• Task statement
Leave every picture out and write out the records below exactly.

• Provided data
++++++++++

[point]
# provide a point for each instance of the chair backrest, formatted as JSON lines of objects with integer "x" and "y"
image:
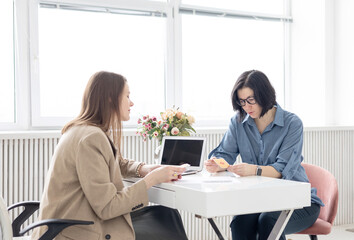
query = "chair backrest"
{"x": 327, "y": 190}
{"x": 6, "y": 228}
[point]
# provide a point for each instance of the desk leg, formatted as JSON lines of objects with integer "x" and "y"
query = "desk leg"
{"x": 280, "y": 224}
{"x": 216, "y": 228}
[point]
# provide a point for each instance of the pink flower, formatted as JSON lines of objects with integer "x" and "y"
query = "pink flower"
{"x": 174, "y": 131}
{"x": 179, "y": 115}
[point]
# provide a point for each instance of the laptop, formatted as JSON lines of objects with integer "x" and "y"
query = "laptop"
{"x": 180, "y": 150}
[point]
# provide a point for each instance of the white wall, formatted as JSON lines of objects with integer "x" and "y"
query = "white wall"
{"x": 344, "y": 61}
{"x": 322, "y": 55}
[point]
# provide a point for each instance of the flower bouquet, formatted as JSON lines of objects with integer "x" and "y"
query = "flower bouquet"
{"x": 172, "y": 123}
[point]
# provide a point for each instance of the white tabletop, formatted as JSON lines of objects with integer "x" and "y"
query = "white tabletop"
{"x": 213, "y": 195}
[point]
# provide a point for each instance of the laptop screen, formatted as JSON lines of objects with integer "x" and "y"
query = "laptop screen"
{"x": 177, "y": 151}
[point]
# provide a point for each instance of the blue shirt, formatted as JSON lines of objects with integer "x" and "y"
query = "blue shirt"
{"x": 279, "y": 146}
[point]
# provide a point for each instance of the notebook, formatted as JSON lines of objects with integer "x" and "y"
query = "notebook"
{"x": 180, "y": 150}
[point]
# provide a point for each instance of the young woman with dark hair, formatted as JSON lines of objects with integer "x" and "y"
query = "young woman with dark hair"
{"x": 269, "y": 140}
{"x": 85, "y": 178}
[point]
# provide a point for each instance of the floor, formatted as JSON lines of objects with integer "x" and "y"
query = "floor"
{"x": 338, "y": 233}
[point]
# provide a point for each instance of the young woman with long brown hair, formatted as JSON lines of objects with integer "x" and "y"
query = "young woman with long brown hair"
{"x": 85, "y": 178}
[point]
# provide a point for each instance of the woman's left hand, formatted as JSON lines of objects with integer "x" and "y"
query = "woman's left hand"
{"x": 145, "y": 169}
{"x": 243, "y": 169}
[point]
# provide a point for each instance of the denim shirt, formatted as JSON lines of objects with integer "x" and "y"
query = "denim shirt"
{"x": 279, "y": 146}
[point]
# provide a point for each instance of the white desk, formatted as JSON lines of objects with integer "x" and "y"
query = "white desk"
{"x": 224, "y": 195}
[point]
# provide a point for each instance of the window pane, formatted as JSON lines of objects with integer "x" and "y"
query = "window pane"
{"x": 75, "y": 44}
{"x": 7, "y": 89}
{"x": 259, "y": 6}
{"x": 216, "y": 51}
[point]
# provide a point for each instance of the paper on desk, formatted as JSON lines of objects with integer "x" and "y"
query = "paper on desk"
{"x": 205, "y": 179}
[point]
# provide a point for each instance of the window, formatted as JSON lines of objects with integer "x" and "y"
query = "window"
{"x": 7, "y": 82}
{"x": 217, "y": 49}
{"x": 75, "y": 43}
{"x": 260, "y": 6}
{"x": 182, "y": 53}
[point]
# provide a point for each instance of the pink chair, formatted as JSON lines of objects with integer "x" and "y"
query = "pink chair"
{"x": 327, "y": 190}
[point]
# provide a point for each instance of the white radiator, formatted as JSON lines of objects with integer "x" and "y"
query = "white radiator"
{"x": 25, "y": 157}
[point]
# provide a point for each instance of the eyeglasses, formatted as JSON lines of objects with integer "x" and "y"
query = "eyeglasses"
{"x": 250, "y": 100}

++++++++++

• Response for this exercise
[point]
# provide a point for each instance of the chair backrest, formatted as JSON lines of objects with integer "x" and "y"
image:
query = "chair backrest"
{"x": 327, "y": 190}
{"x": 6, "y": 228}
[point]
# provide a point for each instance of the desk leg, formatted as JSON lines of objects with integer "x" and "y"
query = "desk leg"
{"x": 280, "y": 224}
{"x": 216, "y": 228}
[point]
# provide a point for each instance of the pink flower, formatted as JSON lines of objects with integer "x" and "y"
query = "pink flower"
{"x": 174, "y": 131}
{"x": 179, "y": 115}
[point]
# provide a point for each instance of the laptop, formatted as JSON lines of objects with integer "x" and "y"
query = "laptop"
{"x": 180, "y": 150}
[point]
# provide a point for each instance of the white wall, formatted as JSON lines of objects with integer "x" and "y"
query = "white wall"
{"x": 344, "y": 61}
{"x": 322, "y": 55}
[point]
# provide a point for each instance of the flower bouquet, formatted as JSON lines of objects with integer "x" and "y"
query = "flower bouquet"
{"x": 172, "y": 123}
[point]
# provide a point for each instance of the white tabletop, formatted as JSON lines of objects with integer "x" and "y"
query = "white tabletop"
{"x": 213, "y": 195}
[point]
# provide a point for each instance of the laptop screen, formatted as JSON lines of objects with integer "x" and "y"
query = "laptop screen"
{"x": 177, "y": 151}
[point]
# provide a point for each instance of the blue shirt, formatted as JSON lines of objects with integer "x" and "y"
query = "blue shirt"
{"x": 279, "y": 146}
[point]
# provide a point for each instance of the notebook, formatted as JSON lines of objects with integer "x" and "y"
query = "notebook"
{"x": 180, "y": 150}
[point]
# provide a point for each instance of the young woman with dark hair, formatted as JSON lines of objects with integer "x" and "y"
query = "young woman with dark hair"
{"x": 269, "y": 140}
{"x": 85, "y": 178}
[point]
# provide a point for each instance of the floor, formatted as JSON lines of objects with integer "x" and "y"
query = "floor"
{"x": 338, "y": 233}
[point]
# provide a point for each instance of the young woman with long brown hair, formatted as JSON lines of objects with integer "x" and "y"
query = "young woman with long brown hair"
{"x": 85, "y": 178}
[point]
# provide a point for each instance of the woman's left hand, formatted as JSON lines of objects with integer "x" and "y"
query = "woman's left hand"
{"x": 145, "y": 169}
{"x": 243, "y": 169}
[point]
# provide a point for each instance of the denim shirt, formatted as JSON lines of objects with integer "x" and "y"
query = "denim shirt"
{"x": 279, "y": 146}
[point]
# provide a point for each instance of the white desk, formatted as JSON lines of objects with integer "x" and "y"
query = "white desk"
{"x": 224, "y": 195}
[point]
# provide a point for each instance of the window pane, formatted as JSON lines of objects with integer "x" and "y"
query = "window pane"
{"x": 75, "y": 44}
{"x": 7, "y": 89}
{"x": 259, "y": 6}
{"x": 216, "y": 51}
[point]
# provide a point for each instance of the paper on desk, formatted as JSON lines of objects with integer "x" and "y"
query = "paper on desk"
{"x": 205, "y": 179}
[point]
# provide a point for each instance of the window, formatted as JSON lines of objects with integer "x" and "y"
query = "window"
{"x": 7, "y": 82}
{"x": 217, "y": 49}
{"x": 75, "y": 43}
{"x": 260, "y": 6}
{"x": 182, "y": 53}
[point]
# provide a point for each instance of the pink chair, formatted as JSON lines of objects with integer "x" and "y"
query = "pink chair"
{"x": 327, "y": 190}
[point]
# provide a point for each instance of the white radiator, formatted as JSON lines of objects with integer "x" and "y"
query = "white radiator"
{"x": 25, "y": 157}
[point]
# provide a point for each instance of the eyeglasses, formatted as JSON lines of objects with integer "x" and "y"
query = "eyeglasses"
{"x": 250, "y": 100}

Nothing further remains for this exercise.